* WORK TO BE COMPLETED *
Set down exactly, and only, the lines from the one with "Place one point per instance of the rough" to the final line of the entries, both included.

* INPUT ROWS *
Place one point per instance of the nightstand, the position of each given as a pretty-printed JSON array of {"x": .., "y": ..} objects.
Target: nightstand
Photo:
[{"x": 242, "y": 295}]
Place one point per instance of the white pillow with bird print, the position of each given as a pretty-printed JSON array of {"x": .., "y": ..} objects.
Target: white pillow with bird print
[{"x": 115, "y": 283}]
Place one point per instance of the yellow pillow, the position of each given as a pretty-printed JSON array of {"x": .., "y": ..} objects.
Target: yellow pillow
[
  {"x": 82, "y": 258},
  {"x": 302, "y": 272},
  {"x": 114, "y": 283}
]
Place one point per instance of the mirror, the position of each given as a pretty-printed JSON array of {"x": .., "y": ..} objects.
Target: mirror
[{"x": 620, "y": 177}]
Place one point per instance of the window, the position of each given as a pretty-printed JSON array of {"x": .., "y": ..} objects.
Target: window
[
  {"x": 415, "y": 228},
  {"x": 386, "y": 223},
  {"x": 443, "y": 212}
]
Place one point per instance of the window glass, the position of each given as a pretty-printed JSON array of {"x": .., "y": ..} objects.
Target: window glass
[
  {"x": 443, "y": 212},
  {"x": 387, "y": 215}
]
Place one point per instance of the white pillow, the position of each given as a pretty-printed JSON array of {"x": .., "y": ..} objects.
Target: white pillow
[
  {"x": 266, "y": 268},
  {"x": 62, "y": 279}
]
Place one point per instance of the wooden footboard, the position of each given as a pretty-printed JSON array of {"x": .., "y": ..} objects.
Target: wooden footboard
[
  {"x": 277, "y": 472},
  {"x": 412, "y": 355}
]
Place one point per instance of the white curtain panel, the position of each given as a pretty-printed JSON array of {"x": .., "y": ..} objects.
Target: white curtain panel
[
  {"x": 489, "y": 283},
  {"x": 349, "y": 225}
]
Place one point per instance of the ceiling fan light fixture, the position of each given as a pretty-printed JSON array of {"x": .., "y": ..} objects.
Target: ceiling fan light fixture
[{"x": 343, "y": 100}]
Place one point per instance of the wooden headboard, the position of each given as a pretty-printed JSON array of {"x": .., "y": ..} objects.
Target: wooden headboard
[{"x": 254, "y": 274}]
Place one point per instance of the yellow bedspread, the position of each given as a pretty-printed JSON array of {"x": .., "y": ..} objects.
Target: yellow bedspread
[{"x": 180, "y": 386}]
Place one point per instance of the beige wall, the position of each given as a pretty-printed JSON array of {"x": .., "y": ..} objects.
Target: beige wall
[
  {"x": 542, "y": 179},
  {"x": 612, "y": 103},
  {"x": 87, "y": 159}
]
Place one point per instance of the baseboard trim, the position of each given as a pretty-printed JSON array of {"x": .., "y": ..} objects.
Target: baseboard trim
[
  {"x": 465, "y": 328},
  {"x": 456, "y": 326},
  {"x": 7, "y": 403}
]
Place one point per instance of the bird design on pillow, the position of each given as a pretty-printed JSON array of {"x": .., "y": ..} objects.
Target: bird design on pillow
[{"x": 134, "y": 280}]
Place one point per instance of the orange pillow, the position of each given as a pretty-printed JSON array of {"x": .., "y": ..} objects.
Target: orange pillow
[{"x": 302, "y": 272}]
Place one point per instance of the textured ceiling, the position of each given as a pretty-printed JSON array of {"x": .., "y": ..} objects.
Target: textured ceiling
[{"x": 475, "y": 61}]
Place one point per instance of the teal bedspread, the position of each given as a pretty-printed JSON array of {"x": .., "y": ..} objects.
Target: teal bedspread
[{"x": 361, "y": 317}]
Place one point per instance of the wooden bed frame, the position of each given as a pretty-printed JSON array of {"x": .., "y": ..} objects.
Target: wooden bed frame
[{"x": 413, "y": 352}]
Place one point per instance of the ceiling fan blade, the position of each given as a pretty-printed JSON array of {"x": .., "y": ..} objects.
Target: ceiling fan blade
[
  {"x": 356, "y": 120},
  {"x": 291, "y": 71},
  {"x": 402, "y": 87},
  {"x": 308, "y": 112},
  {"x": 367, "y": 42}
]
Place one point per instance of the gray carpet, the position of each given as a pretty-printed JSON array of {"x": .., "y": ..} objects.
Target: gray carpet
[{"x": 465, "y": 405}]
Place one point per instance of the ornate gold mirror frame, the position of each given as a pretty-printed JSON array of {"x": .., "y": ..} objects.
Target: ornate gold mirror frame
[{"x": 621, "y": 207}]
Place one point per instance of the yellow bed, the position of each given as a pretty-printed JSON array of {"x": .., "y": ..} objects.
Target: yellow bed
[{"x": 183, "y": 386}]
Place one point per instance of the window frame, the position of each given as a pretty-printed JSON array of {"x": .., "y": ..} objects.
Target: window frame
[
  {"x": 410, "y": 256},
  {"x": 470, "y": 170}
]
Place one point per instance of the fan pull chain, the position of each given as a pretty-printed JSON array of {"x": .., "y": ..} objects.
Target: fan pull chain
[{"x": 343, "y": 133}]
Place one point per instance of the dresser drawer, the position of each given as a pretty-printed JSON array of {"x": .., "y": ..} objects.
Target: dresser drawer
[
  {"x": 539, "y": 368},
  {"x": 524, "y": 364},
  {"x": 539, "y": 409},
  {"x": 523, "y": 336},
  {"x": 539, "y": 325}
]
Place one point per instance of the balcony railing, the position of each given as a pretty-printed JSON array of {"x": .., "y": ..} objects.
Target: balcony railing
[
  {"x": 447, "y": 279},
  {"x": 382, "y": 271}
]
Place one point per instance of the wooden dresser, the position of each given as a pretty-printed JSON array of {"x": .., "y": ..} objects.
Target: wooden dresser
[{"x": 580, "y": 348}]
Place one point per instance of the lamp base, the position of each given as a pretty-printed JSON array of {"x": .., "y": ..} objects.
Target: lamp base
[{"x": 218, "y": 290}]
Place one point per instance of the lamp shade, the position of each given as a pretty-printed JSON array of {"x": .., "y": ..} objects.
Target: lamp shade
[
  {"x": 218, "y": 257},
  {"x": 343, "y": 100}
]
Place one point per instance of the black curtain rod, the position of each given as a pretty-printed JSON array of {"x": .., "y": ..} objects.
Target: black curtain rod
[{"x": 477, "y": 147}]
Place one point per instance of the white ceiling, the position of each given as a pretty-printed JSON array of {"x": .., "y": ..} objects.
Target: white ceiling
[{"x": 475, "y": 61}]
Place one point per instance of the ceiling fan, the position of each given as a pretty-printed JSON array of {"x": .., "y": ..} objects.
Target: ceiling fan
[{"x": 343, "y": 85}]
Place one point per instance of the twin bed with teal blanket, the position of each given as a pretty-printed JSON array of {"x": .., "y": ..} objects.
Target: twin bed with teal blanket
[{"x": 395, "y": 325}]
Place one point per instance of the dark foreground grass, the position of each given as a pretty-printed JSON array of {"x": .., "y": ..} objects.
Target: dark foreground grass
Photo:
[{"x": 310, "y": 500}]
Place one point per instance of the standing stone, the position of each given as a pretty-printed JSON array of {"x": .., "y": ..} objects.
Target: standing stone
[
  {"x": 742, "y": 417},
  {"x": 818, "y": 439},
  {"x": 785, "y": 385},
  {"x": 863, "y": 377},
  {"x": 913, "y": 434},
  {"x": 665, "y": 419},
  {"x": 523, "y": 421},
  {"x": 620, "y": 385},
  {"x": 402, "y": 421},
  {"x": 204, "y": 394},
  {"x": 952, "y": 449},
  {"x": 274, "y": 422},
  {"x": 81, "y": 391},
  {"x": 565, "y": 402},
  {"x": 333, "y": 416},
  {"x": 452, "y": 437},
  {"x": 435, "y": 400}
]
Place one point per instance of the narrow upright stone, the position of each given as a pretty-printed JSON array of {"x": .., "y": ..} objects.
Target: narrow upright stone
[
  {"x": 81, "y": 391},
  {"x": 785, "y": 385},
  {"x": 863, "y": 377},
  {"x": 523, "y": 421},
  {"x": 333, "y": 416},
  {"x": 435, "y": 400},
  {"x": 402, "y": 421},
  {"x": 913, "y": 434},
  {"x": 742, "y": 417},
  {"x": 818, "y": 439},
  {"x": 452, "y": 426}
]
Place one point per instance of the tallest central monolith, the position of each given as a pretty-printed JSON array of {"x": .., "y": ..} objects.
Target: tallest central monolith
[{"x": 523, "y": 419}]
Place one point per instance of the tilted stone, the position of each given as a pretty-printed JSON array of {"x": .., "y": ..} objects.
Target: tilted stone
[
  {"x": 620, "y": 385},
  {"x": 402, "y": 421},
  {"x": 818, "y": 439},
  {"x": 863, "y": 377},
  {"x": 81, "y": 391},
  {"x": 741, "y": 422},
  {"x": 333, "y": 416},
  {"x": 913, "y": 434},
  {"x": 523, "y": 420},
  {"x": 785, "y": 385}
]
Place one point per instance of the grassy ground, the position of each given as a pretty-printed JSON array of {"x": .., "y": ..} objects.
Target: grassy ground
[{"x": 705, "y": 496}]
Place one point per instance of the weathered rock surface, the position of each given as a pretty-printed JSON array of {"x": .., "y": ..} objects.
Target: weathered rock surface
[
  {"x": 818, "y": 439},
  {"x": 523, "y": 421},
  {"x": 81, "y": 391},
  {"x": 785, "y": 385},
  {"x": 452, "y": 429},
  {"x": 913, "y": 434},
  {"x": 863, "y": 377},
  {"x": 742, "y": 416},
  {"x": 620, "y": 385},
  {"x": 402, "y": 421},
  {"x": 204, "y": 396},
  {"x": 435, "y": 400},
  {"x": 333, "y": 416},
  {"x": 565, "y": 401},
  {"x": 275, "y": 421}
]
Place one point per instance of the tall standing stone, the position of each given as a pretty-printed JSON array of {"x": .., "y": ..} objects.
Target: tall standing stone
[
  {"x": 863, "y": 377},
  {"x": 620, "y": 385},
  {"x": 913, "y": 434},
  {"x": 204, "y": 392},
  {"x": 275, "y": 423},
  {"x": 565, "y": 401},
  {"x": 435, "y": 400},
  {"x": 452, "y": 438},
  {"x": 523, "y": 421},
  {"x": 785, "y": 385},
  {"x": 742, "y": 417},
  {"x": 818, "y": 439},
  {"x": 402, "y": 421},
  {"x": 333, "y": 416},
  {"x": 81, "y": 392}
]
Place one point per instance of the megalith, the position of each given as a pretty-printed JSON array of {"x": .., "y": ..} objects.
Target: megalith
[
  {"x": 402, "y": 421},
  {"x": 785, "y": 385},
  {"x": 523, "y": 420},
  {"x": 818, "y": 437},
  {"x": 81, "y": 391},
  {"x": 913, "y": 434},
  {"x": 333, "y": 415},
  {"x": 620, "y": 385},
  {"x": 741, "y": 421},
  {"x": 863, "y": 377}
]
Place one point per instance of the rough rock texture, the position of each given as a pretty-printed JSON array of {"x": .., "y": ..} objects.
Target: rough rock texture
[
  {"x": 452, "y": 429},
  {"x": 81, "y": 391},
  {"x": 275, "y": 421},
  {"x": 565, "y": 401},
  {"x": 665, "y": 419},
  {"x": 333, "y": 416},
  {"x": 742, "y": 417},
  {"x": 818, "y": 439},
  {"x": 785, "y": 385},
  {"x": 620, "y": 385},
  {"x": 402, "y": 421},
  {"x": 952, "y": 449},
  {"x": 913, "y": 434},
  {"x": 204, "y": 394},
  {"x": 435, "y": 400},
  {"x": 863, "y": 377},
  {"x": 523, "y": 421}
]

* WRITTEN REPLY *
Place one point per instance of the rough rock texture, the position of each given as a pretty-printed JSON array of {"x": .., "y": ..} objects.
Target: rough rock texture
[
  {"x": 452, "y": 429},
  {"x": 81, "y": 391},
  {"x": 275, "y": 421},
  {"x": 565, "y": 401},
  {"x": 665, "y": 419},
  {"x": 333, "y": 416},
  {"x": 742, "y": 417},
  {"x": 818, "y": 439},
  {"x": 785, "y": 385},
  {"x": 620, "y": 385},
  {"x": 402, "y": 421},
  {"x": 952, "y": 449},
  {"x": 913, "y": 434},
  {"x": 204, "y": 394},
  {"x": 435, "y": 400},
  {"x": 863, "y": 377},
  {"x": 523, "y": 421}
]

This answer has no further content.